> Document excerpt:
---

My environment is 1 GPU. How do I adjust the training set?

JohnAILove commented 3 years ago

Zibin-Z commented 3 years ago

Hi,my environment is also 1 GPU. Have you successfully run the training file? Such as train_PBAFN_stage1.py?

JohnAILove commented 3 years ago

嗨，我的環境也是1個GPU。您是否成功運行了培訓文件？例如train_PBAFN_stage1.py？

not , -------------- End ---------------- THCudaCheck FAIL file=/pytorch/torch/csrc/cuda/Module.cpp line=33 error=10 : invalid device ordinal Traceback (most recent call last): File "train_PBAFN_stage1.py", line 30, in torch.cuda.set_device(opt.local_rank) File "/opt/conda/lib/python3.7/site-packages/torch/cuda/init.py", line 265, in set_device torch._C._cuda_setDevice(device) RuntimeError: cuda runtime error (10) : invalid device ordinal at /pytorch/torch/csrc/cuda/Module.cpp:33

but can Run the demo

We can find a solution together

geyuying commented 3 years ago

Our training code uses distributed data parallel (nn.DistributedDataParallel) in pytorch. If you want to train the model with one GPU, you need to remove DistributedDataParallel and move the model to GPU only by calling model.cuda(). You also need change the way to load data and you can refer to https://github.com/switchablenorms/DeepFashion_Try_On/blob/master/ACGPN_train/train.py

kris-yangjs commented 3 years ago

嗨，我的環境也是1個GPU。您是否成功運行了培訓文件？例如train_PBAFN_stage1.py？

not , -------------- End ---------------- THCudaCheck FAIL file=/pytorch/torch/csrc/cuda/Module.cpp line=33 error=10 : invalid device ordinal Traceback (most recent call last): File "train_PBAFN_stage1.py", line 30, in torch.cuda.set_device(opt.local_rank) File "/opt/conda/lib/python3.7/site-packages/torch/cuda/init.py", line 265, in set_device torch._C._cuda_setDevice(device) RuntimeError: cuda runtime error (10) : invalid device ordinal at /pytorch/torch/csrc/cuda/Module.cpp:33

but can Run the demo

We can find a solution together

Have you successfully run after Ge's guidance?

Sam1224 commented 3 years ago

嗨，我的環境也是1個GPU。您是否成功運行了培訓文件？例如train_PBAFN_stage1.py？

---

> Dataset extract:

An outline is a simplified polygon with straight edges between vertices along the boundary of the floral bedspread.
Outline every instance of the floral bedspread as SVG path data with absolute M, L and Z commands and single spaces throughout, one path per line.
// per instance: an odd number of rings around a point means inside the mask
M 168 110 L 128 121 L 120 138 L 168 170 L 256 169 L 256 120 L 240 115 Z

---

> Work to be completed: Continue the forum thread about training the model on a single GPU, picking up after its last line.

> Final answer:
not , -------------- End ---------------- THCudaCheck FAIL file=/pytorch/torch/csrc/cuda/Module.cpp line=33 error=10 : invalid device ordinal Traceback (most recent call last): File "train_PBAFN_stage1.py", line 30, in torch.cuda.set_device(opt.local_rank) File "/opt/conda/lib/python3.7/site-packages/torch/cuda/init.py", line 265, in set_device torch._C._cuda_setDevice(device) RuntimeError: cuda runtime error (10) : invalid device ordinal at /pytorch/torch/csrc/cuda/Module.cpp:33

but can Run the demo

We can find a solution together

Hey guys, I succeed in running the training code of the 1st stage with single GPU on Windows 10, maybe you could try my code, note that I strictly follow the instructions about the versions of modules provided by @geyuying.

I only modify 2 files, and you could get my code here. Currently, I'm still training the 1st stage, which costs much, but no errors till now.

Wish you success 👍

fun-code-ai commented 2 years ago

hey friend,i couldn't open this link ,Could please send me again, thanks.

Sam1224 commented 2 years ago

Hi, I'm sorry that I cleaned my Google Drive once, and you could now obtain the files via this link. For other training-related .py and .sh files, you just need to modify accordingly (I leave some comments about changes in the code).

fun-code-ai commented 2 years ago

very thanks !

fun-code-ai commented 2 years ago

Hi,i am sorry. i still couldn't run this train_PBAFN_stage1.py , it have many issues. Maybe my GPU is not good ,but i want konw this result of this project. cloud i can skip train and directly run demo ? if not, could please tell me what i need do. thanks!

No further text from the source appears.